Worked on 2 cars using DBW with motec and never had issues and we could implement the actuator without any action from motec! This would be the first to hear something like that and tbh it wouldn't make sense as the logistical effort would be to high!

Cheers,
RoB


----------



## matt j (Oct 19, 2001)

Hugh Keir said:


> There is a safety issue with a fly by wire throttle not functioning as expected.
> 
> Motec require that you send the fly by wire motor and throttle bodies down to them for testing.
> 
> Once they have confirmed that the butterly opens and closes effieciently without overloading the motor, they will then approve the installation allowing you to upgrade your ECU to allow the use of a fly by wire motor.


Good info Hugh.

Just to add, Mark at Owen's does this in-house for anyone else interested.

Test mode and pre-start ramp are nice features too.


----------



## Hugh Keir (Jul 25, 2001)

Thanks Matt.

Rob, 

The process I described is the one that I had to go through when dealing with Motec, as you say it was a logistical pest, but as Matt described and your own experience this may not be universal.

On the plus side Motec were thorough and altered the preload on the butterfly springs as part of the testing they completed.


----------



## dA_RoB (Dec 21, 2012)

Hugh Keir said:


> Thanks Matt.
> 
> Rob,
> 
> ...

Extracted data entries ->
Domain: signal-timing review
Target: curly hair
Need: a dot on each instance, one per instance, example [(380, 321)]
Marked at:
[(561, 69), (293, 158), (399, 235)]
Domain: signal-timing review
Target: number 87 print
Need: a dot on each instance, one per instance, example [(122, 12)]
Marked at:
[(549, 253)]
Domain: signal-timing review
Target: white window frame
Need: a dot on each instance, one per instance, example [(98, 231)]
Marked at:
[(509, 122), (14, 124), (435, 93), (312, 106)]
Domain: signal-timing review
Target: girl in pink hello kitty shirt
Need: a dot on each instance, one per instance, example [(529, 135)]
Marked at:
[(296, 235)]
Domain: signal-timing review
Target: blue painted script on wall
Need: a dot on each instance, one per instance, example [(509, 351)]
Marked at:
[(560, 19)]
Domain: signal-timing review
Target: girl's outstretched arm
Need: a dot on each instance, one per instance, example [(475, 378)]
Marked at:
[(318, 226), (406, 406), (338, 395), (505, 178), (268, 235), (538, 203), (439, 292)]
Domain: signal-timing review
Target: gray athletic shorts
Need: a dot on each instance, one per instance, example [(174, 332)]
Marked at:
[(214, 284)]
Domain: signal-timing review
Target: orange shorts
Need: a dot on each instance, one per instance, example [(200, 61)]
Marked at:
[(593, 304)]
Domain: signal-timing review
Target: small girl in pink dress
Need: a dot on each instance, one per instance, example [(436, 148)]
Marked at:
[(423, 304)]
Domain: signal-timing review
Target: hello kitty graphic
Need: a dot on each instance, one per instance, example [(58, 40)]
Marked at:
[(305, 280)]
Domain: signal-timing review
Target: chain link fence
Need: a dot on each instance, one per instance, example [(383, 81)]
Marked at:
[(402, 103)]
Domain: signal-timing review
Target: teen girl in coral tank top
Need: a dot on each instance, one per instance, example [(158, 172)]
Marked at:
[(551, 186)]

What you have to do ->
Duplicate the entire forum thread on Motec fly-by-wire throttles word for word. These items have no connection to the forum thread on Motec fly-by-wire throttles.

Response for this exercise ->
Worked on 2 cars using DBW with motec and never had issues and we could implement the actuator without any action from motec! This would be the first to hear something like that and tbh it wouldn't make sense as the logistical effort would be to high!

Cheers,
RoB


----------



## matt j (Oct 19, 2001)

Hugh Keir said:


> There is a safety issue with a fly by wire throttle not functioning as expected.
> 
> Motec require that you send the fly by wire motor and throttle bodies down to them for testing.
> 
> Once they have confirmed that the butterly opens and closes effieciently without overloading the motor, they will then approve the installation allowing you to upgrade your ECU to allow the use of a fly by wire motor.


Good info Hugh.

Just to add, Mark at Owen's does this in-house for anyone else interested.

Test mode and pre-start ramp are nice features too.


----------



## Hugh Keir (Jul 25, 2001)

Thanks Matt.

Rob, 

The process I described is the one that I had to go through when dealing with Motec, as you say it was a logistical pest, but as Matt described and your own experience this may not be universal.

On the plus side Motec were thorough and altered the preload on the butterfly springs as part of the testing they completed.


----------



## dA_RoB (Dec 21, 2012)

Hugh Keir said:


> Thanks Matt.
> 
> Rob,
> 
> ...